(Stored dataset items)
=====

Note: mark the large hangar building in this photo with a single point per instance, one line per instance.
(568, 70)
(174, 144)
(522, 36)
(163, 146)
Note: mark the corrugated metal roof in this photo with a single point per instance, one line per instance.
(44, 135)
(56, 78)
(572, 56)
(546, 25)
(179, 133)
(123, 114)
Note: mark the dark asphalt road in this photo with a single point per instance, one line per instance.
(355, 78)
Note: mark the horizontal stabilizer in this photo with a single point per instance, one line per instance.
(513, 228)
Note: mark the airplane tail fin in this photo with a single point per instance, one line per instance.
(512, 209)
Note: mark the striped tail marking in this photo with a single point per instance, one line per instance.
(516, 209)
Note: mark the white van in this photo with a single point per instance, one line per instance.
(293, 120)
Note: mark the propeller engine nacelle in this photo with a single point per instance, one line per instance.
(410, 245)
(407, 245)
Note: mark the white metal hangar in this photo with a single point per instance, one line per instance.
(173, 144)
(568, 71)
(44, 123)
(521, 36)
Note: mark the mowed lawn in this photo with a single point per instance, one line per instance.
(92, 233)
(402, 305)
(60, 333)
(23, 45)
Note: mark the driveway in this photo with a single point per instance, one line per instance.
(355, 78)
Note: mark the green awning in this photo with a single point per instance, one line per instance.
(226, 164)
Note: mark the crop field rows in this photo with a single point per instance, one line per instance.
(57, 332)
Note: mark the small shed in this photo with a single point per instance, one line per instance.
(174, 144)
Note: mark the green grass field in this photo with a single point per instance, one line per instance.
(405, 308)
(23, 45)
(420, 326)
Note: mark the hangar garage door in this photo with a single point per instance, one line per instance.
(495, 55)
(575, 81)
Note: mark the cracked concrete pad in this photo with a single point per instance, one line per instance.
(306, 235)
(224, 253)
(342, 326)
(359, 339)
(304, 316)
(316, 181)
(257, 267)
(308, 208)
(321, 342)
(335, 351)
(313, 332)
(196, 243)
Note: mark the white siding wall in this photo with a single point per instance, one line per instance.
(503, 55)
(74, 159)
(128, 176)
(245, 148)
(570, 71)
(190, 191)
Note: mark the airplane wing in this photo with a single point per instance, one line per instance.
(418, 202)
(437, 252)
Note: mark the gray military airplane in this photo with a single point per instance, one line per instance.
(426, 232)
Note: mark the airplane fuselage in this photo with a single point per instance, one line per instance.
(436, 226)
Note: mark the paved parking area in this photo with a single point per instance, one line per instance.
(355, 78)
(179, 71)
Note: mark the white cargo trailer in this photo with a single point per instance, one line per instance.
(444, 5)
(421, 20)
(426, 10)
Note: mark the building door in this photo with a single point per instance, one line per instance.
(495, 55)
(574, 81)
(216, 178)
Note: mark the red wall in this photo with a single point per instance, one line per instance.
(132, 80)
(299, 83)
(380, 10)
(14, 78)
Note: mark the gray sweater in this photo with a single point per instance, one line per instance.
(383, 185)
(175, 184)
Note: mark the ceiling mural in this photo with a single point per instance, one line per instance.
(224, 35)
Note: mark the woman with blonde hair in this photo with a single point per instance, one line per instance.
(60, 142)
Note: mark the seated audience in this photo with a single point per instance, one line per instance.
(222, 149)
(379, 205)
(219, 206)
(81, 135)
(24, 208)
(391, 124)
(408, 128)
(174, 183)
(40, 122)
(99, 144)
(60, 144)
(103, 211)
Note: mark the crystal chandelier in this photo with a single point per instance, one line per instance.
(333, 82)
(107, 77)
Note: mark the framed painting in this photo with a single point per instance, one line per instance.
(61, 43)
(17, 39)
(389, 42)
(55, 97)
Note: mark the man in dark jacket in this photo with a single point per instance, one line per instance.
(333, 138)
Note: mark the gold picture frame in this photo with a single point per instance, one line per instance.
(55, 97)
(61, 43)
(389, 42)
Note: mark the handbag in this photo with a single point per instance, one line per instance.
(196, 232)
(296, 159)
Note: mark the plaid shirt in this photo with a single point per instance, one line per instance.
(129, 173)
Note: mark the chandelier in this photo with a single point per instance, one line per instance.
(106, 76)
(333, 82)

=====

- _EXERCISE REQUIREMENTS_:
All entries are to be printed once more, exactly as given.

- _ANSWER TO THIS PROBLEM_:
Note: mark the large hangar building in this photo with a single point per instance, one line per instance.
(568, 70)
(174, 144)
(522, 36)
(163, 146)
Note: mark the corrugated metal roof in this photo with a single point per instance, one line per instance.
(44, 135)
(56, 78)
(572, 56)
(546, 25)
(179, 133)
(123, 114)
Note: mark the dark asphalt road in this photo with a single point per instance, one line per instance.
(355, 78)
Note: mark the horizontal stabilizer in this photo with a single point per instance, one line per instance.
(513, 228)
Note: mark the airplane tail fin in this photo with a single point per instance, one line per instance.
(512, 209)
Note: mark the striped tail marking in this photo with a single point per instance, one line per instance.
(516, 209)
Note: mark the white van in this photo with a single point per instance, one line per instance.
(293, 120)
Note: mark the propeller engine nacelle in this photo with a single point per instance, one line per instance.
(410, 245)
(407, 245)
Note: mark the white metal hangar in this photo with a single point per instance, one line per instance.
(173, 144)
(568, 71)
(44, 123)
(521, 36)
Note: mark the mowed lawn in this photo with a single point per instance, one line per instance.
(92, 233)
(402, 305)
(60, 333)
(23, 45)
Note: mark the driveway in this photo with a single point per instance, one line per instance.
(355, 78)
Note: mark the green awning in this photo with a single point per instance, one line per instance.
(226, 164)
Note: mark the crop field rows in this photo with a single point per instance, one line per instance.
(57, 332)
Note: mark the small shed in this photo with a single point per instance, one line per instance.
(174, 144)
Note: mark the green grass field in this photo with a single point per instance, one line per instance.
(405, 308)
(23, 45)
(420, 326)
Note: mark the hangar garage door in this photo with a single point per instance, one line per instance.
(495, 55)
(575, 81)
Note: mark the cracked concrete pad in this photo with a single point per instance, one line per instance.
(306, 235)
(224, 253)
(342, 326)
(359, 339)
(304, 316)
(316, 181)
(257, 267)
(308, 208)
(321, 342)
(335, 351)
(313, 332)
(196, 243)
Note: mark the white siding wall in this photo with a single point per instance, one line per instance.
(503, 55)
(74, 159)
(128, 176)
(245, 148)
(570, 71)
(190, 191)
Note: mark the airplane wing in this photo with a single point per instance, one line per instance.
(418, 202)
(437, 252)
Note: mark the gray military airplane in this photo with a single point per instance, one line per instance.
(426, 232)
Note: mark the airplane fuselage in this photo with a single point per instance, one line per instance.
(436, 226)
Note: mark the paved parking area in this photo with a single point per instance, one line per instance.
(355, 78)
(179, 71)
Note: mark the white cargo trailer in this photo with a single point per instance, one line per instance.
(444, 5)
(421, 20)
(426, 10)
Note: mark the building door in this photo with a single point per instance, one line per instance.
(495, 55)
(574, 81)
(216, 178)
Note: mark the red wall in this photo with a single point per instance, one line per instance.
(132, 80)
(299, 83)
(380, 10)
(14, 78)
Note: mark the gray sweater in this photo with a single point per instance, one line per instance.
(383, 185)
(175, 184)
Note: mark the ceiling mural in this photo with a single point per instance, one line per instance.
(224, 35)
Note: mark the woman with blonde hair in this photo with a single point per instance, one line per instance.
(60, 142)
Note: mark the seated audience in this photo with a single point per instance, one line per instance.
(222, 149)
(379, 205)
(219, 206)
(81, 135)
(24, 208)
(391, 124)
(408, 128)
(174, 183)
(40, 122)
(99, 144)
(60, 144)
(103, 211)
Note: mark the crystal chandelier in this photo with a single point per instance, one line per instance.
(333, 82)
(107, 77)
Note: mark the framed painting in this photo with a single point per instance, one line per instance.
(61, 43)
(17, 39)
(389, 42)
(55, 97)
Note: mark the man in dark jacket in this photo with a single point per instance, one line per instance.
(333, 138)
Note: mark the gold picture frame in this photo with a single point per instance, one line per instance.
(55, 97)
(61, 43)
(389, 42)
Note: mark the handbag in this photo with a single point per instance, one line per instance.
(196, 232)
(296, 159)
Note: mark the plaid shirt in this photo with a single point per instance, one line per instance.
(129, 173)
Note: mark the chandelier in this photo with a single point per instance, one line per instance.
(106, 76)
(333, 82)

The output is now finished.